### THE TASK
The answer must be every line below that holds the word "banner".

○ ○ ○ ○

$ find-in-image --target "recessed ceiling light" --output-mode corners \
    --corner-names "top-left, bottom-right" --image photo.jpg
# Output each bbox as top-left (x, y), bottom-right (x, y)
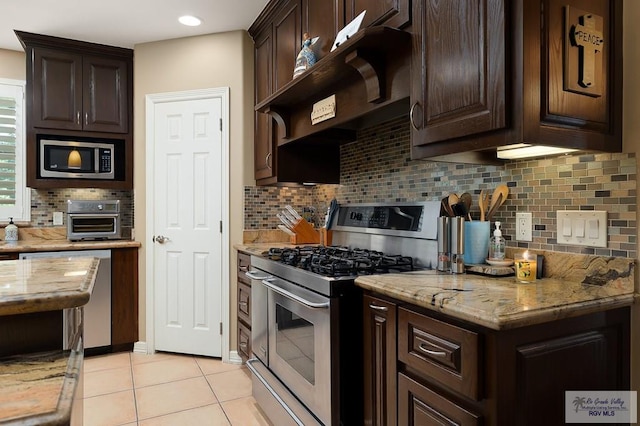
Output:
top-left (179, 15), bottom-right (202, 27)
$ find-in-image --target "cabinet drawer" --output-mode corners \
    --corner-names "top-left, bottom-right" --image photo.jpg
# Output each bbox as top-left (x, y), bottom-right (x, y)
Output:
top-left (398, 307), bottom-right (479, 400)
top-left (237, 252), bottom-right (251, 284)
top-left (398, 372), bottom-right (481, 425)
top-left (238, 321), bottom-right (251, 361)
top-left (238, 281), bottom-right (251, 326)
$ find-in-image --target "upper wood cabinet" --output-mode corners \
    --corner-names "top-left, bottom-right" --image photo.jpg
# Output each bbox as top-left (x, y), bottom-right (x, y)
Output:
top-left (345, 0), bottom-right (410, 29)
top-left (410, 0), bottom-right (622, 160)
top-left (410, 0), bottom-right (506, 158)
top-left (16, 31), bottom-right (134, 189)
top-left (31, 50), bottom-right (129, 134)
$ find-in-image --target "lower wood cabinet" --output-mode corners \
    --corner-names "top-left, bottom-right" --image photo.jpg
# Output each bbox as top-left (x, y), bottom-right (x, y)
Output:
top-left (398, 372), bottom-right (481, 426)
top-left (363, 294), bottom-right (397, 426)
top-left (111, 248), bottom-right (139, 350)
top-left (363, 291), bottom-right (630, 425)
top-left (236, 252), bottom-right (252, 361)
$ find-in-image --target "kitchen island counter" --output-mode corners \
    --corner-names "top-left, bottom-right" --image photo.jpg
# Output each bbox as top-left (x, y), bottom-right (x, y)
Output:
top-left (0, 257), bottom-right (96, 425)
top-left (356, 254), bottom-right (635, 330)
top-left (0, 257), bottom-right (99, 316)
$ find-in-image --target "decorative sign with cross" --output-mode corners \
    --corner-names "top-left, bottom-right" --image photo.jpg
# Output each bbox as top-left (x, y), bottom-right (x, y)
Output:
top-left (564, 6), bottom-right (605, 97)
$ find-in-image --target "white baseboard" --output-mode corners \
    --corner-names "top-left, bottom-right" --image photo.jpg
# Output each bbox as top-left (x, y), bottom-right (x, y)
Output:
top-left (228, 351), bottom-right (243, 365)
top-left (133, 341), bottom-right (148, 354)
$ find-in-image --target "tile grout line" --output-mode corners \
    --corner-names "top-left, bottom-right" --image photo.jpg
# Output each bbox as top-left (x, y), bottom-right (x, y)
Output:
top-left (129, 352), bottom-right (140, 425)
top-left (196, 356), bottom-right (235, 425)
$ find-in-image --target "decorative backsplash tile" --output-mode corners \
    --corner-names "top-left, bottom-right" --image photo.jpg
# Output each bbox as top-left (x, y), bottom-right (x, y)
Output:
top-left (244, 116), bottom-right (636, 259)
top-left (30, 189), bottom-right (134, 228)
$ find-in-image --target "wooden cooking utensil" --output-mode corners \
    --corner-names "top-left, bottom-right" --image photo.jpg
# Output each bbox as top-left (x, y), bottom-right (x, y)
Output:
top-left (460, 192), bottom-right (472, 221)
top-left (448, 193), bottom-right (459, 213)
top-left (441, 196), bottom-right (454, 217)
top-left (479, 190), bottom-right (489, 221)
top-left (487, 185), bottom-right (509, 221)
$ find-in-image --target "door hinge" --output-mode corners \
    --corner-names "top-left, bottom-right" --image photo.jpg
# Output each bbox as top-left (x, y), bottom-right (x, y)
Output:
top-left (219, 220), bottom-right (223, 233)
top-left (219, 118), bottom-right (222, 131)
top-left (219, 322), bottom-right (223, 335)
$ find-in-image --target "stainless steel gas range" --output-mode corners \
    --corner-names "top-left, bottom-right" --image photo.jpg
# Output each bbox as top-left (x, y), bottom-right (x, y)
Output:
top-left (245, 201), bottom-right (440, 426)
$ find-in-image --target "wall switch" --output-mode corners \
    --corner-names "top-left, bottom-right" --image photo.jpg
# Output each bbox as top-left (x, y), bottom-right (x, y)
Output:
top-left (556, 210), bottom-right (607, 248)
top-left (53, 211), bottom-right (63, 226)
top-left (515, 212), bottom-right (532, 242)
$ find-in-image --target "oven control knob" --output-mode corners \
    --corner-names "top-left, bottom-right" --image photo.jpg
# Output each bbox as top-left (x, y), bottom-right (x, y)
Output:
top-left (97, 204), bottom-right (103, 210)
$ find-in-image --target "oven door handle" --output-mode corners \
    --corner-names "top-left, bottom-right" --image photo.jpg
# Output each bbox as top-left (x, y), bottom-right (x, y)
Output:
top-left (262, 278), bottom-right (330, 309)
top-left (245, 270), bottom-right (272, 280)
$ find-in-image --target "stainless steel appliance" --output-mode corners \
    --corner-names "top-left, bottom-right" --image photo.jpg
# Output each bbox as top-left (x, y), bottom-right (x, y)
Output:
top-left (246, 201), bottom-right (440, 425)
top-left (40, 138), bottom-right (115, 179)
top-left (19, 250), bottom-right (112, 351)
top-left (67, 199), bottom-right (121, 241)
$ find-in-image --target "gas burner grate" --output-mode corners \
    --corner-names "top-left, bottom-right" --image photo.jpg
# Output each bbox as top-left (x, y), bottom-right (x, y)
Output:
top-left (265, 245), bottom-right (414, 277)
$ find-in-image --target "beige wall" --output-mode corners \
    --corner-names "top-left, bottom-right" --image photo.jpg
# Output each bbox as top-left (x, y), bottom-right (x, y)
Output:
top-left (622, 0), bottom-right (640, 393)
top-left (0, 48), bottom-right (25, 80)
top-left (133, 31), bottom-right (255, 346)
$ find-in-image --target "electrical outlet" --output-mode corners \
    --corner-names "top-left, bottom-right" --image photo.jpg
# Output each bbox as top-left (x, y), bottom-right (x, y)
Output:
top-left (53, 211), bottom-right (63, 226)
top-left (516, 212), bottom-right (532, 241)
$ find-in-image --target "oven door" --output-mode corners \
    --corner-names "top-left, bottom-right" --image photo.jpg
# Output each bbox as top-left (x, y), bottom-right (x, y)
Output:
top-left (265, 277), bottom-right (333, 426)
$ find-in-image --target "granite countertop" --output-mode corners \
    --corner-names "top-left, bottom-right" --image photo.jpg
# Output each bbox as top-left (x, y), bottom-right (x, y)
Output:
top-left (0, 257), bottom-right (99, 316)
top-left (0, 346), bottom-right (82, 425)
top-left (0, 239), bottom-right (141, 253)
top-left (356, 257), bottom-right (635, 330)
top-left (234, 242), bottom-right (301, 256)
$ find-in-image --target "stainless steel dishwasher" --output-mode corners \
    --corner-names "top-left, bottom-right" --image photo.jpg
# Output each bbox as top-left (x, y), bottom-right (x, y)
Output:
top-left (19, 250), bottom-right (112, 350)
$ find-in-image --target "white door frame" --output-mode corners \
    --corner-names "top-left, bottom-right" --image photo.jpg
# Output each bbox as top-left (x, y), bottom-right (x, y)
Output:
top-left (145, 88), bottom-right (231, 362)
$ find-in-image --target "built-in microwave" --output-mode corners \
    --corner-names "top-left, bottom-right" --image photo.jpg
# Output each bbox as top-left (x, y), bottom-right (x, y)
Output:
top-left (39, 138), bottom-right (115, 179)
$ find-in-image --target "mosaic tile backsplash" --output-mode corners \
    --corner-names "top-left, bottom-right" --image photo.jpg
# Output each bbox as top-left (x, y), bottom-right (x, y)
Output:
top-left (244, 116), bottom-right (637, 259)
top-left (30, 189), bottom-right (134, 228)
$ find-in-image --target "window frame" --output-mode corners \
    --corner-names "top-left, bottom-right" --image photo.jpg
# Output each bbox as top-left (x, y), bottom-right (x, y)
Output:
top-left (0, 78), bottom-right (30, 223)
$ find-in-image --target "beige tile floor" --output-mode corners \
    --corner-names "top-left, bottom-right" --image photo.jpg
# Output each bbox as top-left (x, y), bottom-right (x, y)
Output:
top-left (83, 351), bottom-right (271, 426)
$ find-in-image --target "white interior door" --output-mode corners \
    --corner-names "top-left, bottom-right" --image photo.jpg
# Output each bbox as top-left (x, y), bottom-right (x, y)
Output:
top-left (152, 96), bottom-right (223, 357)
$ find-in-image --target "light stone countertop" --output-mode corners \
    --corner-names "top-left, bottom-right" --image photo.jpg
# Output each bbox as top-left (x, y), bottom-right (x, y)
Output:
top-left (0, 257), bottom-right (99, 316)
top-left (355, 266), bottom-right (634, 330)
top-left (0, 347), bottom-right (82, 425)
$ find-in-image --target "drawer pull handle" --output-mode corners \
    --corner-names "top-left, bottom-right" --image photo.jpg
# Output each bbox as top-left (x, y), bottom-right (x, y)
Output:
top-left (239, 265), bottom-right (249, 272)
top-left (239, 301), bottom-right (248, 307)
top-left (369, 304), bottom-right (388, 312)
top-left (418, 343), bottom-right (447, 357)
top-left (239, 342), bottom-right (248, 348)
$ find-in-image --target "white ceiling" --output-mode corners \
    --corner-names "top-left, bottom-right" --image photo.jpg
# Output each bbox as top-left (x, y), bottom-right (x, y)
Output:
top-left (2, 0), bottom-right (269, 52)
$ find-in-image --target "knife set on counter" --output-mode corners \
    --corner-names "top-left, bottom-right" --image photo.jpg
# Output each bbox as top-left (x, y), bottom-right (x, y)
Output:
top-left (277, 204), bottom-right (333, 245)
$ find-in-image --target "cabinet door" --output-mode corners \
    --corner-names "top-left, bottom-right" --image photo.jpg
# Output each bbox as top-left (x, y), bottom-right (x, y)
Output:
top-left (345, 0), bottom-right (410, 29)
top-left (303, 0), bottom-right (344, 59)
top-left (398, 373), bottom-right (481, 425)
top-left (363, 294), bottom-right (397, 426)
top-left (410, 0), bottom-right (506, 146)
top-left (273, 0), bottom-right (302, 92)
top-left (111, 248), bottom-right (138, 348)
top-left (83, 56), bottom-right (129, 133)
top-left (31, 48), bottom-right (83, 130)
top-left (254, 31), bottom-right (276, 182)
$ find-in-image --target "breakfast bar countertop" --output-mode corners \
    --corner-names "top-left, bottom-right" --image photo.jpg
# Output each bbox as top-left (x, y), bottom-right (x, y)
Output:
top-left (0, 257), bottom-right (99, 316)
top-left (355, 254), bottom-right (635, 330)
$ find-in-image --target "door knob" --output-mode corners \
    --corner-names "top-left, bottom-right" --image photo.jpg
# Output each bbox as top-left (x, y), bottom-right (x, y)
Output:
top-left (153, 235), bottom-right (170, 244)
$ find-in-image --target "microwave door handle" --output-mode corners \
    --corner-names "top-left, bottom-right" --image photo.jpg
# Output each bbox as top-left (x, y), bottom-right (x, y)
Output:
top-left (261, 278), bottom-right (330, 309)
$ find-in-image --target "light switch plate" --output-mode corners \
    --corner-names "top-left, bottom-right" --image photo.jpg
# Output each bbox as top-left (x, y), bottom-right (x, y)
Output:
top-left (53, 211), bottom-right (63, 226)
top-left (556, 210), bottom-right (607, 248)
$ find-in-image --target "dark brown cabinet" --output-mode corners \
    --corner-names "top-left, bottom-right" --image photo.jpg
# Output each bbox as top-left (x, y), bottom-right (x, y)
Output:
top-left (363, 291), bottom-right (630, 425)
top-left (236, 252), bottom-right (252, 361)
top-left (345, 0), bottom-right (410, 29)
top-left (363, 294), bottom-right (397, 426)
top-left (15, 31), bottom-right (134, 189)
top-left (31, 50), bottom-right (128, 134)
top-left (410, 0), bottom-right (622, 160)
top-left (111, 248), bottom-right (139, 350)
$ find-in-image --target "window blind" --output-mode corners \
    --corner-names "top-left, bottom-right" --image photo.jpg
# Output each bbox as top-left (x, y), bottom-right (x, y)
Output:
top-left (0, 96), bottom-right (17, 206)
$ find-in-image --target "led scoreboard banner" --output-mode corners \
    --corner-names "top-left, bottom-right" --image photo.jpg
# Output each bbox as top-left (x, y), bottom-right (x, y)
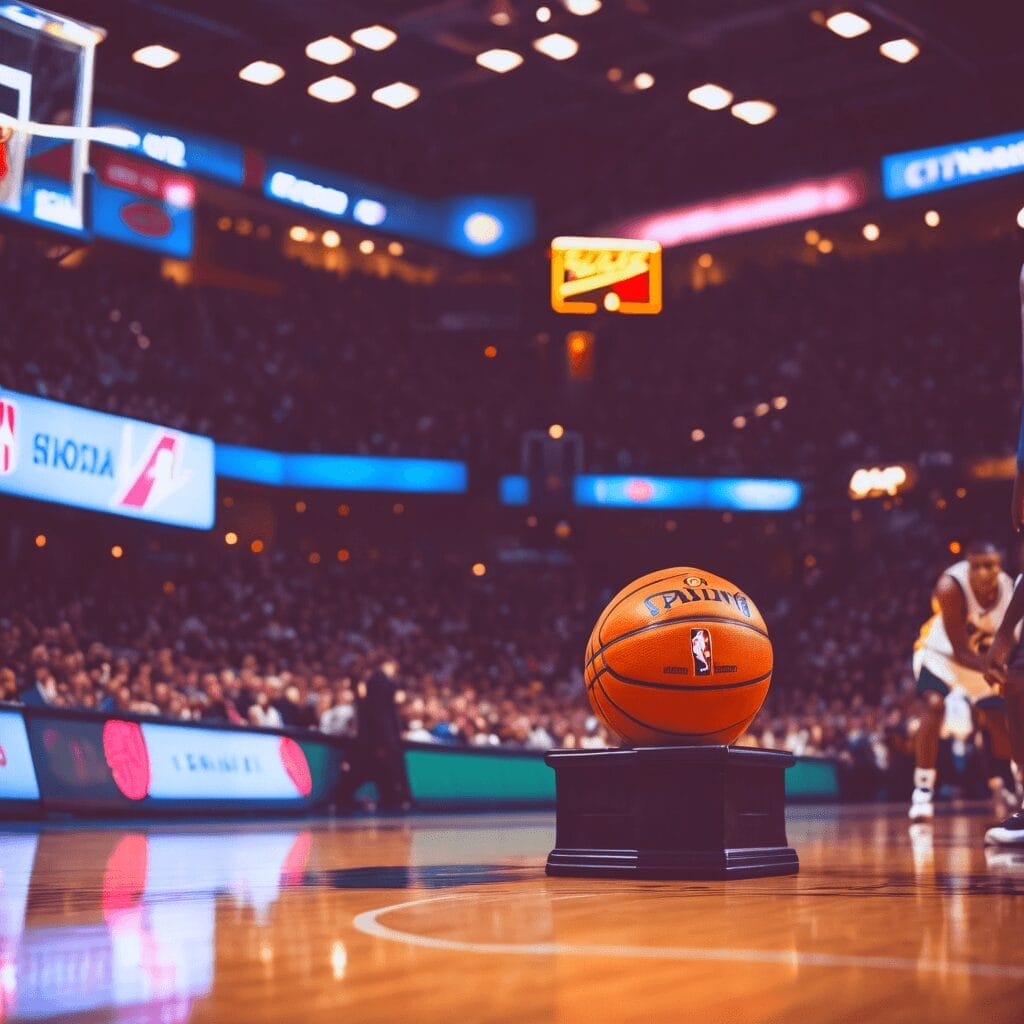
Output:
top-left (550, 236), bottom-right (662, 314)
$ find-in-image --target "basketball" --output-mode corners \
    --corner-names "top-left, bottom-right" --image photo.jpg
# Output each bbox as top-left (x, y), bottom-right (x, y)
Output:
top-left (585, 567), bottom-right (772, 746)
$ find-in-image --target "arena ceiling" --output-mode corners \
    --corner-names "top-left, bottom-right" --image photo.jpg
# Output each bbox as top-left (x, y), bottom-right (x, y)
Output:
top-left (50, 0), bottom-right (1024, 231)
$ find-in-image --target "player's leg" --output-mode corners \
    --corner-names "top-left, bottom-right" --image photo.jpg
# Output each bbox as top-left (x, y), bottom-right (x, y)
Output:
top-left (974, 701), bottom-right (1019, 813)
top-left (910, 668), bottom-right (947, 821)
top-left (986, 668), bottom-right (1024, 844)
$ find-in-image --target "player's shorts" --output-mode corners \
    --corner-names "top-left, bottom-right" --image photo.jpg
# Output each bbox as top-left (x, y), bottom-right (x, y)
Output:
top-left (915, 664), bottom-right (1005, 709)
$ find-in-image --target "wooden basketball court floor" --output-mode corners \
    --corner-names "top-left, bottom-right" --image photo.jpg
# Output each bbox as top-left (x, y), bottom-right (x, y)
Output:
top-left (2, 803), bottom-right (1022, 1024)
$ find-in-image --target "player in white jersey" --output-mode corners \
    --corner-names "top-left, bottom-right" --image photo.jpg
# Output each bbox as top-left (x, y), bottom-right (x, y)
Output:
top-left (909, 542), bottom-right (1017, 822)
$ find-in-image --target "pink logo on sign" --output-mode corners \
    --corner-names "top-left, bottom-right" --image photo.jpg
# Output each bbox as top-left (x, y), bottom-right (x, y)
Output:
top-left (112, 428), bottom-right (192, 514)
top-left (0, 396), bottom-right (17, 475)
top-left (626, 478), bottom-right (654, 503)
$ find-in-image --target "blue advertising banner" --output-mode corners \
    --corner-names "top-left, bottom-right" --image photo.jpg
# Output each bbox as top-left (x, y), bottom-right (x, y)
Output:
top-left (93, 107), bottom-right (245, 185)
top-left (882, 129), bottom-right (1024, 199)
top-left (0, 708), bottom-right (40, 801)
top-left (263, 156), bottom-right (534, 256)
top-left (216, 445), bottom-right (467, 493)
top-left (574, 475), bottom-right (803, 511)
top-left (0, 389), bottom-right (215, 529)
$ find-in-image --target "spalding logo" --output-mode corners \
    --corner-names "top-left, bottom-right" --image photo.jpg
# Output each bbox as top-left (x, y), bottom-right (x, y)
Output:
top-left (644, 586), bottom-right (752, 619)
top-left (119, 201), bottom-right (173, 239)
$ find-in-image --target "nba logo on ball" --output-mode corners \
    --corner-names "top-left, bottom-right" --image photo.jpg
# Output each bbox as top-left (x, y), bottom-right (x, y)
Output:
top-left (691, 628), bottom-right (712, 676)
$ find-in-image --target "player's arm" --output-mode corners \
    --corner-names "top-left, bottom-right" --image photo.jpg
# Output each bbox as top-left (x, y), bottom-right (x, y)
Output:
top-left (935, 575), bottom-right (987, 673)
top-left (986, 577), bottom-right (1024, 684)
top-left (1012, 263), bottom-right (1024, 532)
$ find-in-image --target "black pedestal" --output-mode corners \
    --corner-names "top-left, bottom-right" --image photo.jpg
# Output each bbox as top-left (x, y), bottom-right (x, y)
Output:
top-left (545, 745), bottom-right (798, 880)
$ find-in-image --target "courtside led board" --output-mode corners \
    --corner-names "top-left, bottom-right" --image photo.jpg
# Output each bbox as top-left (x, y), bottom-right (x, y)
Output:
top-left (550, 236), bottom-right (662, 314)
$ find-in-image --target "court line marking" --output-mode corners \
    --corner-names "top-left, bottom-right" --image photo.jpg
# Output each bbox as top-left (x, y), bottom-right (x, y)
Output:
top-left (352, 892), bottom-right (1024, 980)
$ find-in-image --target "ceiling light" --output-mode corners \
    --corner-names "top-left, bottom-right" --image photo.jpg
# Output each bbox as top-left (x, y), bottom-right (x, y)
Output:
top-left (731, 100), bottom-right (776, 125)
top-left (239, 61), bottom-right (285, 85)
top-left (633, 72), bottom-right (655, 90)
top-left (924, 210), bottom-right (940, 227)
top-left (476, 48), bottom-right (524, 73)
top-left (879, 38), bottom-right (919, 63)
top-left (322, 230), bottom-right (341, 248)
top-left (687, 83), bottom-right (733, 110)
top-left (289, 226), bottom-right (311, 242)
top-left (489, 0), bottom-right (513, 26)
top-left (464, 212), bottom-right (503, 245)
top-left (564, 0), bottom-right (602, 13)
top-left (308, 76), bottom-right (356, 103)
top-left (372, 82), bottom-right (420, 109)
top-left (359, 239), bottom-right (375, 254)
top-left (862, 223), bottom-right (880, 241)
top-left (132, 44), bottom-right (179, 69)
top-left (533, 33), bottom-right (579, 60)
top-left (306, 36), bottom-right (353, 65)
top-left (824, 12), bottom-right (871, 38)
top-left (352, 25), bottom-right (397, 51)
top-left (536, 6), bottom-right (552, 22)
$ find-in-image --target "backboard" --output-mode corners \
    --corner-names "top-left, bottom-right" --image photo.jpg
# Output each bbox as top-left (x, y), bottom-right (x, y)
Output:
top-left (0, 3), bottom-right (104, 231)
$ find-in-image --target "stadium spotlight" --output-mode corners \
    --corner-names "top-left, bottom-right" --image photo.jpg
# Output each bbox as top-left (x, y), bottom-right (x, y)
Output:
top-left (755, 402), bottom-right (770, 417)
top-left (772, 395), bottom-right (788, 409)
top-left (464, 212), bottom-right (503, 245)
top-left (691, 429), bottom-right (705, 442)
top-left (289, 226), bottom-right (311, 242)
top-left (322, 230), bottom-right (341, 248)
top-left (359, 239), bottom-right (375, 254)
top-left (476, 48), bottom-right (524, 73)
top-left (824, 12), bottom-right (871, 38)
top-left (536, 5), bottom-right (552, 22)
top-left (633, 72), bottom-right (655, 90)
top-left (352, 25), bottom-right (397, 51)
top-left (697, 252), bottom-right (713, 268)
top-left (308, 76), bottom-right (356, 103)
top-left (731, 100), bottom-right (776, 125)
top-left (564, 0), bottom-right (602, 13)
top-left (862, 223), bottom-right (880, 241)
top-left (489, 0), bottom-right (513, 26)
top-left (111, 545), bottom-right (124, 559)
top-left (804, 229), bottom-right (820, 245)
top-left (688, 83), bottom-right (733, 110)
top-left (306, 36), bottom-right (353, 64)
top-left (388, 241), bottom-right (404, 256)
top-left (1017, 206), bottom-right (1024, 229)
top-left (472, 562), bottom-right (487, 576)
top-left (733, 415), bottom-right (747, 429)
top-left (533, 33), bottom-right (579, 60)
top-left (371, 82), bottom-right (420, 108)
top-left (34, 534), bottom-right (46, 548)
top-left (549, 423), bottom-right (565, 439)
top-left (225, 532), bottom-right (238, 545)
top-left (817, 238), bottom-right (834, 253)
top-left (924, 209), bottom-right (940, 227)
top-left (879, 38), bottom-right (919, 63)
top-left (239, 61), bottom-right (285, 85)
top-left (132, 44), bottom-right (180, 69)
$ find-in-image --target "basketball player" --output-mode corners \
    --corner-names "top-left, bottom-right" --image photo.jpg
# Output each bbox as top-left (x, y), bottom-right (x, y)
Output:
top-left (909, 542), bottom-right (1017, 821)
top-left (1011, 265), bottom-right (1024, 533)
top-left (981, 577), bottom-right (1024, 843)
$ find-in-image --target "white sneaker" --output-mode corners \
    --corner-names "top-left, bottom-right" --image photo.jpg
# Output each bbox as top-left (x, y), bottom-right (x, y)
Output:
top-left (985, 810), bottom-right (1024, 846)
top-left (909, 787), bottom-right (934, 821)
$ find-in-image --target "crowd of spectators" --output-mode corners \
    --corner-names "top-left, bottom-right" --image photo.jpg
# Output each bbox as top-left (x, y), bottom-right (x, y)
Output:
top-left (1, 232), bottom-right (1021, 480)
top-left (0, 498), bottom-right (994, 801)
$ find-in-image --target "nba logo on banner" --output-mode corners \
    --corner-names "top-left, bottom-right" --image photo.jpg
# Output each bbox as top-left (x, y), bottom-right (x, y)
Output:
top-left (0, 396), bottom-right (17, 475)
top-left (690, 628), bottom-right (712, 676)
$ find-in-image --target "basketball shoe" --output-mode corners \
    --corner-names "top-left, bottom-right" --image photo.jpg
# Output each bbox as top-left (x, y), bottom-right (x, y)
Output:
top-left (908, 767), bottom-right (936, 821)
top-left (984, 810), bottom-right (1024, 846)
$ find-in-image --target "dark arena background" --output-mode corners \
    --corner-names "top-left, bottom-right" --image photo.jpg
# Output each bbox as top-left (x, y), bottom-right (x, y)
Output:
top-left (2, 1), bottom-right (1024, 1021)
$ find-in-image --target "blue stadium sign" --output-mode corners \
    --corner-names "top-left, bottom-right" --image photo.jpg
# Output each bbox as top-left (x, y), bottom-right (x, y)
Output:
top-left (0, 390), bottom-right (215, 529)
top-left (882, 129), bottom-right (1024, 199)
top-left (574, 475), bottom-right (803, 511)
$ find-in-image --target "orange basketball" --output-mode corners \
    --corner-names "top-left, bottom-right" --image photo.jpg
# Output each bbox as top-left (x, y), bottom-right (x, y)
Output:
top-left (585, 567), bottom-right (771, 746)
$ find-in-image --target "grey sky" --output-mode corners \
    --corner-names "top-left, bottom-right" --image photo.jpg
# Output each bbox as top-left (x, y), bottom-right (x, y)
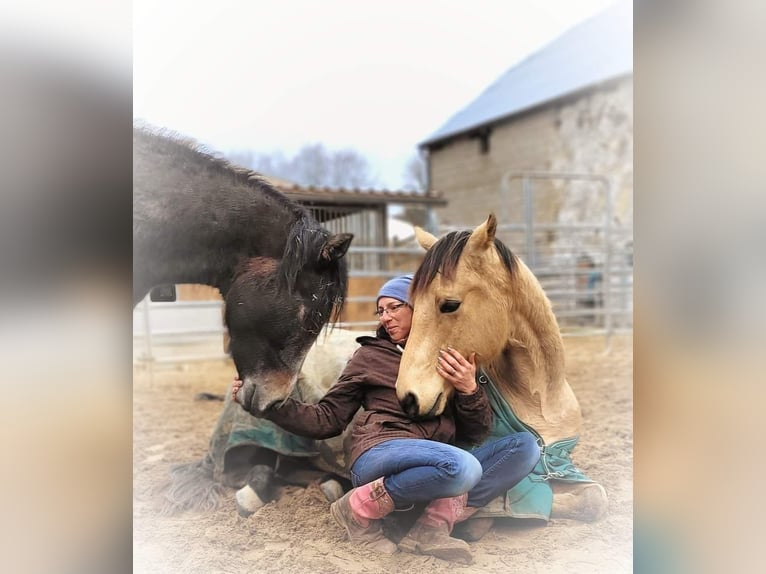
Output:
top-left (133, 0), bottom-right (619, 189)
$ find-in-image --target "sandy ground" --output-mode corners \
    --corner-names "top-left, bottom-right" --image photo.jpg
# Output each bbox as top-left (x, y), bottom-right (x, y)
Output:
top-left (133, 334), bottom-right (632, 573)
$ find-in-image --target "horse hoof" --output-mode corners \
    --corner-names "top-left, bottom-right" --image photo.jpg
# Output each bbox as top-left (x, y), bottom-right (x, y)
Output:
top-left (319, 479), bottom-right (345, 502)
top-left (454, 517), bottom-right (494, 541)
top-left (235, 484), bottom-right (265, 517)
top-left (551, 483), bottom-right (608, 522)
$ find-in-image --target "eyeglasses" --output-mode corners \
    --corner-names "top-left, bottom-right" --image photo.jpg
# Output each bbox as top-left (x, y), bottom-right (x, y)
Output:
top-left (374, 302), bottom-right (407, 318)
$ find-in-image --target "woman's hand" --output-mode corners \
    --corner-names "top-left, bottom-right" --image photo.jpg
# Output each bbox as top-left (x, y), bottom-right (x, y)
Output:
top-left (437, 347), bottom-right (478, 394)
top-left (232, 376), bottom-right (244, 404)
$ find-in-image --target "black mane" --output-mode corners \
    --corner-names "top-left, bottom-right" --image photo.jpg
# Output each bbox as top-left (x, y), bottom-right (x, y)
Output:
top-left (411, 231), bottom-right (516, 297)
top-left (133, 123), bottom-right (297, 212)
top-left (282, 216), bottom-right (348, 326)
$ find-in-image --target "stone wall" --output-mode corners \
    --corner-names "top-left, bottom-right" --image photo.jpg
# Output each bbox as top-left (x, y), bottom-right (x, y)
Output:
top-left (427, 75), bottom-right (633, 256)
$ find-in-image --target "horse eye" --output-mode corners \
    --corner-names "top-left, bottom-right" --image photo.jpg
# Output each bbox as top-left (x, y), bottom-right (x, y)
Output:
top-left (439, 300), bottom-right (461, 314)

○ ○ ○ ○

### OUTPUT OF THE TASK
$ find-in-image --target "led scoreboard banner" --output-mode corners \
$ find-in-image --target "blue advertising banner" --output-mode corners \
$ find-in-image --target "nba logo on banner" --output-mode corners \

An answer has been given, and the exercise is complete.